• _What you will do_
Provide the data again in its entirety, exactly as given.

• _Exercise material_
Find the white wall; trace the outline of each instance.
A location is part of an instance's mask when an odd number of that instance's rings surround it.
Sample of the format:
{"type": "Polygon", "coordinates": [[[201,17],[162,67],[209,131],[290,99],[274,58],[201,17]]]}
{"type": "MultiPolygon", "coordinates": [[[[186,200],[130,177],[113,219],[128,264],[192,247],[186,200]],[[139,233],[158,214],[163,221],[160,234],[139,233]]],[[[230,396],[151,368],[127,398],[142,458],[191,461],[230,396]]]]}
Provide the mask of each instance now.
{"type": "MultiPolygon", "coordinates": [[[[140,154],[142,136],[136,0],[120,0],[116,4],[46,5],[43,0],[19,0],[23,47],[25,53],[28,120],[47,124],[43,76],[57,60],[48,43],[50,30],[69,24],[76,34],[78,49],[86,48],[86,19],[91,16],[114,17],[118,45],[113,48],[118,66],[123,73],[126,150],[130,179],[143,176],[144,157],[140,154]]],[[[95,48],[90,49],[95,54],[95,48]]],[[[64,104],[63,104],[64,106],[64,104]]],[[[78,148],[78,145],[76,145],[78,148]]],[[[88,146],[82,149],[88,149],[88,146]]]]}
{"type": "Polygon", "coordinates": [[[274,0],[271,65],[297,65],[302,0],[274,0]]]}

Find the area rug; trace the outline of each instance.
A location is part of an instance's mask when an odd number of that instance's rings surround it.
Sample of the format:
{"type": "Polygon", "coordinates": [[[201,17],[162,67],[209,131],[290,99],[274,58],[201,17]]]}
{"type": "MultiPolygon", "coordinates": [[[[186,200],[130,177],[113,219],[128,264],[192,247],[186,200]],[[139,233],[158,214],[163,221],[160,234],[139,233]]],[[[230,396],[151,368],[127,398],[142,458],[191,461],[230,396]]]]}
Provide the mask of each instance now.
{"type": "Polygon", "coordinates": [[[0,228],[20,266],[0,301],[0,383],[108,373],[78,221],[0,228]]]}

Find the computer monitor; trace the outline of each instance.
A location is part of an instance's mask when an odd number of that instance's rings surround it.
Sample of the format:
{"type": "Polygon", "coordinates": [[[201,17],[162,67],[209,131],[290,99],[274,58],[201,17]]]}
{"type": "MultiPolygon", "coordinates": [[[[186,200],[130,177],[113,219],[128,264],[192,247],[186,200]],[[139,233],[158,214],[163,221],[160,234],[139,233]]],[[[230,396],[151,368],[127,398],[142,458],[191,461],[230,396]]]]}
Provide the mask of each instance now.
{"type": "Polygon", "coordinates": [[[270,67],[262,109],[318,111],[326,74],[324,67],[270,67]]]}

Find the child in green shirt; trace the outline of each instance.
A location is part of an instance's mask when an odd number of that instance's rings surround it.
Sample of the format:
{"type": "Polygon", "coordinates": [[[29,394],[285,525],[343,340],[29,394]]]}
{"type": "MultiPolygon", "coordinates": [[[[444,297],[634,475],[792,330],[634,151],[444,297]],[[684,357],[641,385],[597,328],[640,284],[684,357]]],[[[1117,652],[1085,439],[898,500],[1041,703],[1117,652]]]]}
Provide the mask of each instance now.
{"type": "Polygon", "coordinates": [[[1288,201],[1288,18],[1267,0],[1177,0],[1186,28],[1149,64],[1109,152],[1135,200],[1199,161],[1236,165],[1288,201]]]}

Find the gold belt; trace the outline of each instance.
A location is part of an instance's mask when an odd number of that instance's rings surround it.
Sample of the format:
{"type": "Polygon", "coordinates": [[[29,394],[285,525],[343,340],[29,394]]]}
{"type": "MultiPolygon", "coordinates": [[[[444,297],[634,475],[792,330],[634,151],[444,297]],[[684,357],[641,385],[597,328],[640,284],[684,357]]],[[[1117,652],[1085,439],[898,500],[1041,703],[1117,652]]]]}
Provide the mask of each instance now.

• _Solution to the exercise_
Find the white wall; trace the outline of each instance.
A location is part of an instance's mask when an odd number of that instance's rings surround it.
Sample of the format:
{"type": "Polygon", "coordinates": [[[201,17],[162,67],[209,131],[290,99],[274,58],[201,17]]]}
{"type": "MultiPolygon", "coordinates": [[[[186,200],[130,177],[113,219],[128,264],[192,247],[186,200]],[[139,233],[158,214],[163,221],[160,234],[139,233]]],[[[230,396],[151,368],[127,398],[142,458],[191,461],[230,396]]]]}
Provide the mask of each instance now.
{"type": "MultiPolygon", "coordinates": [[[[140,154],[142,136],[136,0],[120,0],[116,4],[46,5],[43,0],[19,0],[23,47],[25,53],[28,120],[47,124],[43,76],[57,60],[48,43],[50,30],[69,24],[76,34],[78,49],[86,48],[86,19],[91,16],[114,17],[118,45],[113,48],[118,66],[123,73],[126,150],[130,179],[143,176],[144,157],[140,154]]],[[[95,48],[90,49],[95,54],[95,48]]],[[[64,104],[63,104],[64,106],[64,104]]],[[[78,148],[78,145],[76,145],[78,148]]],[[[88,146],[82,149],[88,149],[88,146]]]]}
{"type": "Polygon", "coordinates": [[[274,0],[271,65],[297,65],[302,0],[274,0]]]}

Find the area rug; trace the outline of each instance.
A location is part of an instance's mask when an odd number of that instance's rings surround it.
Sample of the format:
{"type": "Polygon", "coordinates": [[[201,17],[162,67],[209,131],[290,99],[274,58],[201,17]]]}
{"type": "MultiPolygon", "coordinates": [[[[186,200],[130,177],[113,219],[128,264],[192,247],[186,200]],[[139,233],[158,214],[163,221],[160,234],[139,233]]],[[[230,396],[151,368],[127,398],[142,458],[191,461],[230,396]]]]}
Provide the mask of each instance now.
{"type": "Polygon", "coordinates": [[[0,228],[20,266],[0,301],[0,383],[108,373],[78,221],[0,228]]]}

Find the computer monitor; trace the outline of each instance.
A location is part of an instance's mask when an odd number of that instance's rings surround it.
Sample of the format:
{"type": "Polygon", "coordinates": [[[201,17],[162,67],[209,131],[290,99],[274,58],[201,17]]]}
{"type": "MultiPolygon", "coordinates": [[[[186,200],[130,177],[113,219],[128,264],[192,247],[186,200]],[[139,233],[158,214],[163,221],[160,234],[139,233]]],[[[230,396],[151,368],[127,398],[142,458],[191,461],[230,396]]]]}
Provide the mask of each instance now.
{"type": "Polygon", "coordinates": [[[270,67],[262,109],[318,111],[326,74],[324,67],[270,67]]]}

Find the child in green shirt; trace the outline of each instance.
A location is part of an instance's mask when an odd number of that instance's rings surround it.
Sample of the format:
{"type": "Polygon", "coordinates": [[[29,394],[285,525],[343,340],[29,394]]]}
{"type": "MultiPolygon", "coordinates": [[[[444,297],[634,475],[792,330],[634,151],[444,297]],[[684,357],[641,385],[597,328],[640,284],[684,357]]],[[[1117,652],[1085,439],[898,500],[1041,703],[1117,652]]]]}
Provide the mask of each instance now.
{"type": "Polygon", "coordinates": [[[1288,201],[1288,18],[1267,0],[1177,0],[1186,28],[1149,64],[1109,152],[1135,200],[1199,161],[1236,165],[1288,201]]]}

Find the gold belt; trace the outline of each instance.
A location is part of an instance's mask when an odd number of that instance's rings surround it.
Sample of the format:
{"type": "Polygon", "coordinates": [[[29,394],[285,525],[343,340],[29,394]]]}
{"type": "MultiPolygon", "coordinates": [[[[444,297],[634,475],[792,330],[634,151],[444,297]],[[684,357],[641,385],[597,328],[640,284],[684,357]]],[[[1117,652],[1085,439],[898,500],[1041,703],[1117,652]]]]}
Provide the mask of each instance now.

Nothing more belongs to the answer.